**Exercise aim:**
Reproduce verbatim only the lines from the one containing "segment the flower stalk" through the last line below, both included.

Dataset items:
** START **

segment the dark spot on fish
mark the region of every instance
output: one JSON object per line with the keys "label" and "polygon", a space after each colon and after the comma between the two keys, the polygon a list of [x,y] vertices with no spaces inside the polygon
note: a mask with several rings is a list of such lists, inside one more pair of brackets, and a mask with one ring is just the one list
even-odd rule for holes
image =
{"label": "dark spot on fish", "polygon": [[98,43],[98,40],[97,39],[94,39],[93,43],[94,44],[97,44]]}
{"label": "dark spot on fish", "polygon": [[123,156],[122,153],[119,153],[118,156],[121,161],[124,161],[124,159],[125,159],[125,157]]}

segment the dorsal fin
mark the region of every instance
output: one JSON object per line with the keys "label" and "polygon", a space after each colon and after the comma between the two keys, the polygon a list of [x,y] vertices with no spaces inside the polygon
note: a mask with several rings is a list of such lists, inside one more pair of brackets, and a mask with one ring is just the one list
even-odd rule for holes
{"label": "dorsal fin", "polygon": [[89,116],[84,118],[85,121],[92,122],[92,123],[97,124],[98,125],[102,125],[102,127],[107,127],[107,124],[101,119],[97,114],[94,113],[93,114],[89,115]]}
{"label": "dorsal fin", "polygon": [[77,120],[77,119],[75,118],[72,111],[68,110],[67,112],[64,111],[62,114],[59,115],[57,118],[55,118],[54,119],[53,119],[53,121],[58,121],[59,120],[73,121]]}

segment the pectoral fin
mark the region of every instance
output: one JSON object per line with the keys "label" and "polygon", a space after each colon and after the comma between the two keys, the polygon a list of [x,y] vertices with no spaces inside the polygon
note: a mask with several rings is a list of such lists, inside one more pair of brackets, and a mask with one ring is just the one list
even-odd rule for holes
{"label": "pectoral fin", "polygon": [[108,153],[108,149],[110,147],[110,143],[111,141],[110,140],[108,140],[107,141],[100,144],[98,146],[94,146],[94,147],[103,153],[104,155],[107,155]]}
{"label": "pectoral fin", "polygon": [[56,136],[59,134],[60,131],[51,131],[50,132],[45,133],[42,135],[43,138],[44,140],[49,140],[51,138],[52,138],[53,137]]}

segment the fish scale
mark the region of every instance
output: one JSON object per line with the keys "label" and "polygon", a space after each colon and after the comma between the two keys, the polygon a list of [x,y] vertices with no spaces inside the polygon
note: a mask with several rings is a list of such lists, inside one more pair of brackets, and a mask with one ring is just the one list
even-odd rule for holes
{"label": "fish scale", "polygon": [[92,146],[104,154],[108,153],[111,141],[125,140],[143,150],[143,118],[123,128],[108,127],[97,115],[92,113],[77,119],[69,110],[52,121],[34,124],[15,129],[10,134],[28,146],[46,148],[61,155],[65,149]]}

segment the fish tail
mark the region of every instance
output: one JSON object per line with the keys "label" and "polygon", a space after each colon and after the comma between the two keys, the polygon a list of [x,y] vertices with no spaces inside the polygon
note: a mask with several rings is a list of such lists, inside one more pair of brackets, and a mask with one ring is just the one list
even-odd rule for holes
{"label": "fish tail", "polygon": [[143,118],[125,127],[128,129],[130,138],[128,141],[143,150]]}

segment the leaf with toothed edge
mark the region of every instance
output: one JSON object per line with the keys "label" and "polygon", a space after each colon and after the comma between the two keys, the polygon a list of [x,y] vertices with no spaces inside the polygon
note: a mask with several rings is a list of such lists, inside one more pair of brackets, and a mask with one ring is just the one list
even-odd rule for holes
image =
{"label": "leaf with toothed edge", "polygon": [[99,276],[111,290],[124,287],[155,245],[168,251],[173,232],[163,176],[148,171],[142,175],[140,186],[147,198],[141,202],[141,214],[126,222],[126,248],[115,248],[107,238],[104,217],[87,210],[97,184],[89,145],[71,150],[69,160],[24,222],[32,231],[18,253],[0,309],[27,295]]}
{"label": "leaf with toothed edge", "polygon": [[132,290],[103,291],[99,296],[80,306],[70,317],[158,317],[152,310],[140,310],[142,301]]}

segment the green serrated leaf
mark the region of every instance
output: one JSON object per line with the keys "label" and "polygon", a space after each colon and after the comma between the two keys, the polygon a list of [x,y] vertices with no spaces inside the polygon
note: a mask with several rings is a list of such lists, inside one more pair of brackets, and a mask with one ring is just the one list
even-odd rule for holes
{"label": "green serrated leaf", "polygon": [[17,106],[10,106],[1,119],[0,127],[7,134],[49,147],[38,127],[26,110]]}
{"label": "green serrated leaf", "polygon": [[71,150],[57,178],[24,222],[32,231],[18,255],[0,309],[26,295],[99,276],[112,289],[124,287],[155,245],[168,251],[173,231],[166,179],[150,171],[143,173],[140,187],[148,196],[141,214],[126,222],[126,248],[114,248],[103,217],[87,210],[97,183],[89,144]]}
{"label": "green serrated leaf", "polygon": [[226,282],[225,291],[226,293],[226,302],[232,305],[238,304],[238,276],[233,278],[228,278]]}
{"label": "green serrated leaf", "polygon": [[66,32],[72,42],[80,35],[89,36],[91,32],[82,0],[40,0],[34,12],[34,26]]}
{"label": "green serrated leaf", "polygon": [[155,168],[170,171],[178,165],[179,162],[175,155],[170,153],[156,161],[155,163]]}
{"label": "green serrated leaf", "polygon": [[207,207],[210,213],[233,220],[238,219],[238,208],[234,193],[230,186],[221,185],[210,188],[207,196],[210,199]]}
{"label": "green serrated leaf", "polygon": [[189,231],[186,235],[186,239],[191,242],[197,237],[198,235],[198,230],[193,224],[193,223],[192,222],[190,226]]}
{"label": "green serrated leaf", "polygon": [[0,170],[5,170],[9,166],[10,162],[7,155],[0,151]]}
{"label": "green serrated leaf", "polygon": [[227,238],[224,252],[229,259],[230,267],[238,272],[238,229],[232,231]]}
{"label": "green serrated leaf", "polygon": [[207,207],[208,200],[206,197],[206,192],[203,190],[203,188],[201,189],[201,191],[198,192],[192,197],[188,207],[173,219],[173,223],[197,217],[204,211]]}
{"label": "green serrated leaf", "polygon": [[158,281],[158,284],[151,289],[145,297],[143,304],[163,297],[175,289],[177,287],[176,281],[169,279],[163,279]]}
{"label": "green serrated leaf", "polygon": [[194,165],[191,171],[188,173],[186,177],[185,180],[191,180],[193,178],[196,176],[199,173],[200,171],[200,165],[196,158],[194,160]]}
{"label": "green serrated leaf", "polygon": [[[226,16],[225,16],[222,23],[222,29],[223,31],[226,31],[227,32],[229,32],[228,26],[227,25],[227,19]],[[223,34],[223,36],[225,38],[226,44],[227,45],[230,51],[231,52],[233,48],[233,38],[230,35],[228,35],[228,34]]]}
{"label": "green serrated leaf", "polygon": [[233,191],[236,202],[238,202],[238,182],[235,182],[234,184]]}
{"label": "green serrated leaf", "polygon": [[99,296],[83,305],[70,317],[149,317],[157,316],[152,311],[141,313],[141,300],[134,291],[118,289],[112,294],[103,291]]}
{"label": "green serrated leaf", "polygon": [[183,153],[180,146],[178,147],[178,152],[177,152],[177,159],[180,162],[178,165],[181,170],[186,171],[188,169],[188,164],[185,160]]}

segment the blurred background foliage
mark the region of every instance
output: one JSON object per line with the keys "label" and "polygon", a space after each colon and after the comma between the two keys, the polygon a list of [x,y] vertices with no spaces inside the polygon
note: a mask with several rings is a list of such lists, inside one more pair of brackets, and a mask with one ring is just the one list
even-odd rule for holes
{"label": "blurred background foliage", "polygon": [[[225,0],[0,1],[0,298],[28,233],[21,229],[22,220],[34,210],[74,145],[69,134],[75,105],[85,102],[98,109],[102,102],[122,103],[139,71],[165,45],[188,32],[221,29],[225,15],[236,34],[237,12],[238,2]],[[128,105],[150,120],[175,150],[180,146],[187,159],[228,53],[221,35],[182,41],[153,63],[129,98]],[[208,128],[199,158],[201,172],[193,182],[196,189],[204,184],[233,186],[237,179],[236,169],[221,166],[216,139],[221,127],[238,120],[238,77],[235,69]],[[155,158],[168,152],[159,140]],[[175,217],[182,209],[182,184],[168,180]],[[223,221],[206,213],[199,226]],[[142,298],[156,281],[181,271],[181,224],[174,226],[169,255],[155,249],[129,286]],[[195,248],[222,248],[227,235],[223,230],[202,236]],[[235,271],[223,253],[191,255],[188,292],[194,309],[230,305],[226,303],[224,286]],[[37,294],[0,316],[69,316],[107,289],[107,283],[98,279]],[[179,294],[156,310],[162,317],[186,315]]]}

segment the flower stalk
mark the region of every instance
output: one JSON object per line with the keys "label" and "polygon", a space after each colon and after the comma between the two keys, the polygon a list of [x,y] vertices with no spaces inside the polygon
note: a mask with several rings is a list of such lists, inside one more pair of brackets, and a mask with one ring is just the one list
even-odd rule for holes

** END **

**Worked answer:**
segment the flower stalk
mark the region of every instance
output: one JSON object per line with the keys "label" and "polygon", a space after each colon and after the comma between the two keys, the polygon a list of [x,y] vertices with no spaces inside the polygon
note: a mask with several rings is a list of such lists, inside one more pair of brackets, and a mask with one ring is just the one list
even-odd rule for holes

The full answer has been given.